_Work to do:_ Write out, please, the line containing "the window frame." together with all lines after it, up to and including the last one, with no other output.

▼

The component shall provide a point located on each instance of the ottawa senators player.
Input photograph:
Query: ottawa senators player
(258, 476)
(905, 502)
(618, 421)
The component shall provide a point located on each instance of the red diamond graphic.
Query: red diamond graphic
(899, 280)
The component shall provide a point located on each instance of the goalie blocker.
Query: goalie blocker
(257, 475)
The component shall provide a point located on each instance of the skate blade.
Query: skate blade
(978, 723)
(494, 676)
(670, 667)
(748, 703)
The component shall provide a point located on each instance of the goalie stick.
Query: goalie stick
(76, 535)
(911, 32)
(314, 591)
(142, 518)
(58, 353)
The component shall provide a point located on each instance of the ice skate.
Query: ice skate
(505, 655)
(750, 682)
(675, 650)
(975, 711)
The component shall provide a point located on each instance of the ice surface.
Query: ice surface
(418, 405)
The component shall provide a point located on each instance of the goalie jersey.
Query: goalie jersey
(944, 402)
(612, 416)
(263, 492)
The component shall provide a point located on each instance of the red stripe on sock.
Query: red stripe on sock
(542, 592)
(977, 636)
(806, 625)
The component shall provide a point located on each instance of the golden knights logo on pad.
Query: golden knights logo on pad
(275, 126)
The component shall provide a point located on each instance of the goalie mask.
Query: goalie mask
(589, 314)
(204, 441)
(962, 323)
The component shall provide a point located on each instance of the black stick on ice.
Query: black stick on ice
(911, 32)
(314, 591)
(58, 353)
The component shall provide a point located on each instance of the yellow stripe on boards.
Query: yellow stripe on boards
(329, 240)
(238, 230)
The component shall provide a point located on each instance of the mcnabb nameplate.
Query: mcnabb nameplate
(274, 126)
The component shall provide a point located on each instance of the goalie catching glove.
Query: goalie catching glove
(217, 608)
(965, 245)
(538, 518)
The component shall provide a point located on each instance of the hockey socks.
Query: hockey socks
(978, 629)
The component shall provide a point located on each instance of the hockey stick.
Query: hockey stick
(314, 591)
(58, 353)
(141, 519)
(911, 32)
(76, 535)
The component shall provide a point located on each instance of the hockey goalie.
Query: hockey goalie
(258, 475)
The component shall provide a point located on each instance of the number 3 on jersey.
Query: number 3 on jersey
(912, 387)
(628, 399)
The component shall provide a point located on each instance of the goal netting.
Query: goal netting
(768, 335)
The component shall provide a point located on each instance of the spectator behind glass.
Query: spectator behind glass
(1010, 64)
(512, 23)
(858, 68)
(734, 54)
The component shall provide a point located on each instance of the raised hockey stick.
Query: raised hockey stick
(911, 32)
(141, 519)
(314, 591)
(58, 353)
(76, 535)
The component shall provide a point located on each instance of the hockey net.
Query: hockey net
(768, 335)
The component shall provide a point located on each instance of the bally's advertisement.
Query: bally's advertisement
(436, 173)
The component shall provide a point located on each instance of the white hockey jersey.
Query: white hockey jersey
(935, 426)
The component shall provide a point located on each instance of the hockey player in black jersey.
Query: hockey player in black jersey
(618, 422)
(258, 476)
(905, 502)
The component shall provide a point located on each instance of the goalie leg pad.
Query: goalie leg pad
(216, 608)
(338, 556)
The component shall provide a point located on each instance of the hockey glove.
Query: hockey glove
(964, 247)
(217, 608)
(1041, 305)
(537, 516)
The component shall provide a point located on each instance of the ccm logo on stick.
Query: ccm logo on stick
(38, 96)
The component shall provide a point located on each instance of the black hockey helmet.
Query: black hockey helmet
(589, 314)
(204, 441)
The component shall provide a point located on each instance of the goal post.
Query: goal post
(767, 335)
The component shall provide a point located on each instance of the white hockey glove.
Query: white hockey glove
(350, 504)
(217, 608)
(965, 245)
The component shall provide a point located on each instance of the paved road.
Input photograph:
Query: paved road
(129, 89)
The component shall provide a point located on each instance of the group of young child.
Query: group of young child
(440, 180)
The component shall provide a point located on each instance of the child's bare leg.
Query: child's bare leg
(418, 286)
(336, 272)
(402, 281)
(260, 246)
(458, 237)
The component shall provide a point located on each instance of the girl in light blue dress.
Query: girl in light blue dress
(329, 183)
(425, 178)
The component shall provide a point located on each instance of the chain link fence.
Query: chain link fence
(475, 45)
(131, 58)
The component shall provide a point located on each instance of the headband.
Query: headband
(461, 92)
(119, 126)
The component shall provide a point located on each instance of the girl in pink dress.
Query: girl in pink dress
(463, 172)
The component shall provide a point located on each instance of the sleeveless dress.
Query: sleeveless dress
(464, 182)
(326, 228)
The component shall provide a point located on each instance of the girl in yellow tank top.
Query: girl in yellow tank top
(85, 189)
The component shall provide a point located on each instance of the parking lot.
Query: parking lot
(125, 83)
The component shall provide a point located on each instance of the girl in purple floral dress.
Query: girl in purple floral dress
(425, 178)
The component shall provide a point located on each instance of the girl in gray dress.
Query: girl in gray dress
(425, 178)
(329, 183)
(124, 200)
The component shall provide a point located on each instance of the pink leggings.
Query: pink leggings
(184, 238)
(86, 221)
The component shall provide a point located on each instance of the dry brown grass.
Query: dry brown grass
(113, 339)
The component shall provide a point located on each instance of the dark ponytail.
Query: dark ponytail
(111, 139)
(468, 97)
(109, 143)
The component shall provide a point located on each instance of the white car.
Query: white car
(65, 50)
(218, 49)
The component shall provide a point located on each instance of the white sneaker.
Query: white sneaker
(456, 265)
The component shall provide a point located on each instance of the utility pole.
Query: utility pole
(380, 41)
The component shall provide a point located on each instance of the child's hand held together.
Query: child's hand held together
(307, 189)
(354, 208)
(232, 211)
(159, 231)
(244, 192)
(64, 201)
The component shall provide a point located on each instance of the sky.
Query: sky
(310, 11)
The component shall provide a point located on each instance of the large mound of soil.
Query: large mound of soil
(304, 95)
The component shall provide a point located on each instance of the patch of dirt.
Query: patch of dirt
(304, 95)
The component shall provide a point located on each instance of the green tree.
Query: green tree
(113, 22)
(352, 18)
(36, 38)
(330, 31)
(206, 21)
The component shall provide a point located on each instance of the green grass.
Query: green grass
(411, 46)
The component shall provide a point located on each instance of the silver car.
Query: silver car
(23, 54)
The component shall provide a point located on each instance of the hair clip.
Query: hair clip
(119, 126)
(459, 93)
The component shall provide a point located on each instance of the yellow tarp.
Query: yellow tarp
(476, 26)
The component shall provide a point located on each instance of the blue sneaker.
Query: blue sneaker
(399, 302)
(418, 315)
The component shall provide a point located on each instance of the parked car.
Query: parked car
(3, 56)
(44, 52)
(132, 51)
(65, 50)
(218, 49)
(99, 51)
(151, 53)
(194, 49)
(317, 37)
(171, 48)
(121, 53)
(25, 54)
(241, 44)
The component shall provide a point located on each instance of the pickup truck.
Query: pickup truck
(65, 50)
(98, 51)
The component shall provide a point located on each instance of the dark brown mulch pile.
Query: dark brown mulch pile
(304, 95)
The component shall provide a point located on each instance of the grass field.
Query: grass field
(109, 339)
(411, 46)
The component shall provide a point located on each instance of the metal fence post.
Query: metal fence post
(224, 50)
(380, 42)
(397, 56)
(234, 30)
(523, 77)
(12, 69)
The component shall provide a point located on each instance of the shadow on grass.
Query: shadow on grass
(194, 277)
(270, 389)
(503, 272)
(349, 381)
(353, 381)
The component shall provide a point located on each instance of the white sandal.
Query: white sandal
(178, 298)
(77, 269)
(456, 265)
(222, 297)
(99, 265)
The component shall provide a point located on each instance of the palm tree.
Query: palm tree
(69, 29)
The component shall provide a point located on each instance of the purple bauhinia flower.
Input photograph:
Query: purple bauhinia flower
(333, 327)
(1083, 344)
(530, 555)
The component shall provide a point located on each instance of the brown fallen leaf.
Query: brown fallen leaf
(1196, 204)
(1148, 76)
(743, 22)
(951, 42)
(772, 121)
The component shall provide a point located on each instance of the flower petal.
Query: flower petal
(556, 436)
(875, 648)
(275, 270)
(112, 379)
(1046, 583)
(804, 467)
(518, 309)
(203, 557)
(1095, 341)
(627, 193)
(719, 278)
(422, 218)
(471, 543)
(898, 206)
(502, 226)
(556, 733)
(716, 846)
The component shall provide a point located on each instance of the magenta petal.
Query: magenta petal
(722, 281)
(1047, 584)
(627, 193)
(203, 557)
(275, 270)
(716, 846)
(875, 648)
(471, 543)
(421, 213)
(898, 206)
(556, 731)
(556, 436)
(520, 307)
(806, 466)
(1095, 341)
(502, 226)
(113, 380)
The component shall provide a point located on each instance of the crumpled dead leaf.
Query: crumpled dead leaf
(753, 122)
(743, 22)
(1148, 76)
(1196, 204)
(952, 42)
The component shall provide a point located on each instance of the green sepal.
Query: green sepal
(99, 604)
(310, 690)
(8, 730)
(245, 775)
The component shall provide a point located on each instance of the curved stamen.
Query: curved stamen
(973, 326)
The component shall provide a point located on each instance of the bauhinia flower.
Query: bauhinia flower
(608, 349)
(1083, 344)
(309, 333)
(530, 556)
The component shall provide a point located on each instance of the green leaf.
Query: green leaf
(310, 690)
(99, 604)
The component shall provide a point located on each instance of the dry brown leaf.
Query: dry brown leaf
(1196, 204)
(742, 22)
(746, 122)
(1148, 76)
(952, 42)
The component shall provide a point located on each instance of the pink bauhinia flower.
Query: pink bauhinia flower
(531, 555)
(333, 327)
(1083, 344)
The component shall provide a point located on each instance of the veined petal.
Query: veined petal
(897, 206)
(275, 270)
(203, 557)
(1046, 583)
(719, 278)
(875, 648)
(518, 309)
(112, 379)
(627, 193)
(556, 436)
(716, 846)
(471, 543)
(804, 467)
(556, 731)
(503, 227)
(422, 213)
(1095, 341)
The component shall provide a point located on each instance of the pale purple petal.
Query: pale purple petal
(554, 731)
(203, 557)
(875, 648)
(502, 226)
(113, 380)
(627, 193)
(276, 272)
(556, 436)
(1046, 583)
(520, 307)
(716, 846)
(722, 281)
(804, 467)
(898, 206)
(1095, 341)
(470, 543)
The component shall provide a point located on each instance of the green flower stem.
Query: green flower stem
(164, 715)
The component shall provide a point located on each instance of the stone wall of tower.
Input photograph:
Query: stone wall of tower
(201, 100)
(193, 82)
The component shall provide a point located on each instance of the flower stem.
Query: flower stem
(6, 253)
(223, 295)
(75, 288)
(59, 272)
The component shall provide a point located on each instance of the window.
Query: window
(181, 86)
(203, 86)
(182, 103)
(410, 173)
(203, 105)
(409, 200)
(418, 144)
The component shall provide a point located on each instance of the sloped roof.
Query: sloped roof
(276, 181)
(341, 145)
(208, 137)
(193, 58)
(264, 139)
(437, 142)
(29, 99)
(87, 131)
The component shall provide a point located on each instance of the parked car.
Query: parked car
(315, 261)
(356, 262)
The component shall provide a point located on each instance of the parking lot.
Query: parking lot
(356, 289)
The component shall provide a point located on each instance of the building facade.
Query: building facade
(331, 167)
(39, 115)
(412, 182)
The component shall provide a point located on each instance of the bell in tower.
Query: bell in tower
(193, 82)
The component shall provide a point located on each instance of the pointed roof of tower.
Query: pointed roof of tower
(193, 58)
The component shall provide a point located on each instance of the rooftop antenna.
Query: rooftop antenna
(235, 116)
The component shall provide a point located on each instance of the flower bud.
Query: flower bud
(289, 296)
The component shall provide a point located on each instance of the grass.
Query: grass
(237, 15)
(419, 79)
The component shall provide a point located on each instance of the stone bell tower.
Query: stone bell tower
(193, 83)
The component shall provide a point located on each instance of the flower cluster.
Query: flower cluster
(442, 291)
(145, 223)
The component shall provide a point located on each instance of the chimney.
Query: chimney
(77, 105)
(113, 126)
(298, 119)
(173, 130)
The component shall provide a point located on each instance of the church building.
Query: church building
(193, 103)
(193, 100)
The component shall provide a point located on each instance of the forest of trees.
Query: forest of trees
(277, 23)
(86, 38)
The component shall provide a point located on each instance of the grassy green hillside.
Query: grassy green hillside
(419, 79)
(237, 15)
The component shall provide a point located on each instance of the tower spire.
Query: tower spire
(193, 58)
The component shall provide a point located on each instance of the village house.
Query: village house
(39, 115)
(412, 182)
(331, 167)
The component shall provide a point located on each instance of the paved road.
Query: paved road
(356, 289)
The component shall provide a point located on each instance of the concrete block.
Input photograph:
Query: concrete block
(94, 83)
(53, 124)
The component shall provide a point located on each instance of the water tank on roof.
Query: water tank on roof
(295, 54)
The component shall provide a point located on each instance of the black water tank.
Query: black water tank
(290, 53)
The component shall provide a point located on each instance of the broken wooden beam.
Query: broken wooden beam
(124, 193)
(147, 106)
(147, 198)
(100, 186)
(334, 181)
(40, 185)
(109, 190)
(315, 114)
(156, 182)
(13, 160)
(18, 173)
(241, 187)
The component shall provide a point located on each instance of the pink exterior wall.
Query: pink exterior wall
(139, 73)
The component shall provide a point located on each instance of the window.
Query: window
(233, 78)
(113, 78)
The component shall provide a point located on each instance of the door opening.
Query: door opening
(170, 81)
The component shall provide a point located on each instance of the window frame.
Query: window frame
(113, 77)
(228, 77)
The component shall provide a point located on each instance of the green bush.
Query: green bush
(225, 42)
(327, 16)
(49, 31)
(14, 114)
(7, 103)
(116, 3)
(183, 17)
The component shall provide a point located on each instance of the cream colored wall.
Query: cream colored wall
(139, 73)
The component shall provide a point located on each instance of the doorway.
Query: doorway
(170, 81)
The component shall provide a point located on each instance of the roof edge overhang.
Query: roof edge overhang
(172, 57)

▲

_Exercise response:_
The component shall provide a point located on each instance of the window frame.
Query: window frame
(113, 77)
(228, 77)
The component shall provide a point located on each instance of the green bush.
Query: green bush
(225, 42)
(327, 16)
(49, 31)
(14, 114)
(7, 103)
(116, 3)
(183, 17)
The component shall provide a point located on each instance of the cream colored wall.
Query: cream colored wall
(139, 73)
The component shall provide a point located on each instance of the doorway.
Query: doorway
(170, 81)
The component shall provide a point located on each instance of the roof edge overhang.
Query: roof edge overhang
(172, 57)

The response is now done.